## What you need to do:
Your task is to copy the material exactly.

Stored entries
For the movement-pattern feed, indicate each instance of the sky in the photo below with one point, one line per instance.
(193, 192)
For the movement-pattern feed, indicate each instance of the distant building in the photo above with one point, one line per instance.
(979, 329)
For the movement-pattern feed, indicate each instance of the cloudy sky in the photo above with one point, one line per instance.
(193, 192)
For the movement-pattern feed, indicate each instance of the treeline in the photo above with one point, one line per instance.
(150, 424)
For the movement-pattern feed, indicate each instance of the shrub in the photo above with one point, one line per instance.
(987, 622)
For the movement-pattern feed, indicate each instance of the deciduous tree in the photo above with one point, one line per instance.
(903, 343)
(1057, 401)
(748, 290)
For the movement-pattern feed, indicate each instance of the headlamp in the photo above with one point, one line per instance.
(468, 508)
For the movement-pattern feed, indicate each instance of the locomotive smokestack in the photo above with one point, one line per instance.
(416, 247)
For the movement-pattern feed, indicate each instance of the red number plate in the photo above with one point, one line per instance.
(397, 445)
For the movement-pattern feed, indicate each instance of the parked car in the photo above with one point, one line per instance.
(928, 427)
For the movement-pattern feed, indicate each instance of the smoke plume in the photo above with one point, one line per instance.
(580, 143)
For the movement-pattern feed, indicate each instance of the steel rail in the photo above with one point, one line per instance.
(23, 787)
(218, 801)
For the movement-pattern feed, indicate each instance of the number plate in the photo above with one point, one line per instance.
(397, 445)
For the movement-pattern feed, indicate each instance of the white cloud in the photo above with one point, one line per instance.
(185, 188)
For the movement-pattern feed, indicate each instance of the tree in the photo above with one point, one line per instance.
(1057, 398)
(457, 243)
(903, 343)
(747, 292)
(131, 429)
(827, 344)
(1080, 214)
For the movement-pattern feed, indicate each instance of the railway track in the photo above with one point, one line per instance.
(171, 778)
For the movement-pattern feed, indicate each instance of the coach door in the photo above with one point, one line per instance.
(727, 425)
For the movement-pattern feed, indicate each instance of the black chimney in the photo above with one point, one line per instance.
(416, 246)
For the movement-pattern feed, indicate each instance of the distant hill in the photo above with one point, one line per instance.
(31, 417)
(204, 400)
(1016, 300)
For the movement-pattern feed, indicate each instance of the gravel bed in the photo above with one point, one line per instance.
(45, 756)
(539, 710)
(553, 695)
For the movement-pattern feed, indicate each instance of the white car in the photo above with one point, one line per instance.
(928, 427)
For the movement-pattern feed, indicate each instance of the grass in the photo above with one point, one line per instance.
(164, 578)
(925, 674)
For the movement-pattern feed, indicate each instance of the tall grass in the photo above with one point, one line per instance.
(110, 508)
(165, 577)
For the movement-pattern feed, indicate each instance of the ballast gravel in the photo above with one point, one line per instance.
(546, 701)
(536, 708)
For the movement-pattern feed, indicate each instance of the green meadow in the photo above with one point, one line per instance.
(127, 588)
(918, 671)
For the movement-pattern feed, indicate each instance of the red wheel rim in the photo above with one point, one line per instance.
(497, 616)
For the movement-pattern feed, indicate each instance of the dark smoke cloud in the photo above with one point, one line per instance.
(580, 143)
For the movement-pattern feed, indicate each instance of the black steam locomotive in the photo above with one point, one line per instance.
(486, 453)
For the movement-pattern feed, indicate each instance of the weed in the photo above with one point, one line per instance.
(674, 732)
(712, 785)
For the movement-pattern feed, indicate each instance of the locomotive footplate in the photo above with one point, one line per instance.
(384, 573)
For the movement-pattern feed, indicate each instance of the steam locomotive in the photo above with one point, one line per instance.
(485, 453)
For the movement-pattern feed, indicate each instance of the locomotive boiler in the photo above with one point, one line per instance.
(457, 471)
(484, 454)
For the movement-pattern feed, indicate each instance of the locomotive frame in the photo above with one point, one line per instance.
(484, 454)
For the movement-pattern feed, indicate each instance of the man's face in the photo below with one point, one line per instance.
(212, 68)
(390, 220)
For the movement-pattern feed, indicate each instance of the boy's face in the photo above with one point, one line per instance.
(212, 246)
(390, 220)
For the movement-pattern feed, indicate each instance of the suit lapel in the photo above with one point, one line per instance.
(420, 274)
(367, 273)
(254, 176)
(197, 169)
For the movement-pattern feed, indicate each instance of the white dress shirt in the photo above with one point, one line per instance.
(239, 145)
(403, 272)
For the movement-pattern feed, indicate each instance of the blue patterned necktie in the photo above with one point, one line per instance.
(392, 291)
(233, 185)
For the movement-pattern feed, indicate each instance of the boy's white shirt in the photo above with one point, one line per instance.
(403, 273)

## Exercise solution:
For the movement-pattern feed, indicate each instance of the sky in the photo below with one point, one line per instance.
(193, 192)
For the movement-pattern feed, indicate each instance of the distant building in the photo above with one point, one line per instance.
(979, 329)
For the movement-pattern feed, indicate each instance of the cloudy sky in the photo above with one point, one line per instance.
(193, 192)
For the movement-pattern feed, indicate each instance of the treeline in the photo above with one point, one line per instance.
(150, 424)
For the movement-pattern feed, indicate each instance of the shrub in the photo above with one point, one line per instance.
(987, 622)
For the movement-pattern feed, indicate each instance of the deciduous tree in the photo above with one point, one line per instance.
(903, 343)
(1057, 401)
(748, 290)
For the movement-pattern feed, indicate each instance of the headlamp in the photo above with one point, one line per instance.
(468, 508)
For the movement-pattern feed, indicate each instance of the locomotive smokestack in the photo above with one point, one line per instance.
(416, 247)
For the movement-pattern feed, indicate each instance of the red number plate in the photo above with one point, one line per instance.
(397, 445)
For the movement-pattern feed, indicate each instance of the parked car in the photo above with one point, one line per instance.
(928, 427)
For the movement-pattern feed, indicate each instance of the smoke plume in the photo above with one point, one line per instance.
(580, 143)
For the movement-pattern feed, indicate each instance of the steel rail in the photo above with one point, one line per instance.
(23, 787)
(218, 801)
For the movement-pattern feed, indicate each instance of the number plate in the photo above with one point, one line per instance.
(397, 445)
For the movement-pattern feed, indicate each instance of the white cloud in the photo above with one point, one line per instance.
(185, 188)
For the movement-pattern feed, indicate each instance of the tree in the photo above with one point, one line per instance.
(1057, 398)
(457, 243)
(903, 343)
(747, 292)
(131, 429)
(827, 344)
(1080, 214)
For the movement-pattern feed, indicate each instance of the railway track in the photo above with one point, one line per instance.
(171, 778)
For the movement-pattern feed, indicate each instance of the coach door in the photo above with one point, one line per instance.
(727, 425)
For the movement-pattern feed, indicate each instance of the black chimney in the photo above with one point, one line per instance.
(416, 246)
For the movement-pattern feed, indicate each instance of the distant hill in the photo above with one point, one line per instance.
(31, 417)
(204, 400)
(1016, 300)
For the movement-pattern feed, indicate each instance of the gravel bed in the photo above with one point, one line per instance.
(45, 756)
(539, 710)
(553, 695)
For the movement-pattern feed, indicate each instance of the white car in the photo above with one point, one line per instance.
(928, 427)
For the movement-pattern feed, indicate each instance of the grass in the photo above with one point, one line per instance.
(164, 578)
(925, 674)
For the movement-pattern feed, indicate each instance of the tall grass in the photo above with one point, one line per instance.
(110, 508)
(165, 577)
For the movement-pattern feed, indicate each instance of the ballast gravel in the photo above with one point, one line per instance.
(546, 701)
(536, 708)
For the movement-pattern feed, indicate each instance of the green meadow in the photo above with one point, one line per instance.
(127, 588)
(918, 671)
For the movement-pattern feed, indicate each instance of the red wheel rim in the photo above with one point, one line per instance.
(497, 616)
For the movement-pattern feed, indicate each instance of the dark smoke cloud in the photo above with one point, one line per instance.
(580, 143)
For the movement-pattern feed, indicate each instance of the black steam locomotive in the photo above with one point, one line per instance.
(486, 453)
For the movement-pattern feed, indicate each instance of the weed in the photo above with one point, one line per instance.
(674, 732)
(712, 785)
For the movement-pattern feed, indicate each instance of the locomotive footplate in the photo above with one point, one line per instance.
(384, 573)
For the movement-pattern feed, indicate each instance of the steam locomotive in the photo above with one point, one line per instance.
(485, 453)
For the movement-pattern feed, indicate each instance of the locomotive boiler in the photo above with one point, one line per instance.
(457, 471)
(484, 454)
For the movement-pattern feed, indicate each instance of the locomotive frame in the photo above with one point, one line per instance.
(484, 454)
For the movement-pattern feed, indicate each instance of the man's face in the photo below with one point, one line per instance.
(212, 68)
(390, 220)
For the movement-pattern feed, indicate each instance of the boy's face in the photo above with one point, one line per instance.
(212, 246)
(390, 220)
For the movement-pattern feed, indicate each instance of the suit lapel in the photo above with one point, one line per instance.
(420, 274)
(367, 273)
(254, 176)
(197, 169)
For the movement-pattern feed, indicate each instance of the white dress shirt in the photo above with one point, one line per instance.
(239, 145)
(403, 272)
For the movement-pattern feed, indicate each instance of the blue patterned necktie in the photo above with one point, one line per instance.
(392, 291)
(233, 185)
For the movement-pattern feed, indicate each instance of the boy's white shirt in the photo above with one point, one line per instance.
(403, 273)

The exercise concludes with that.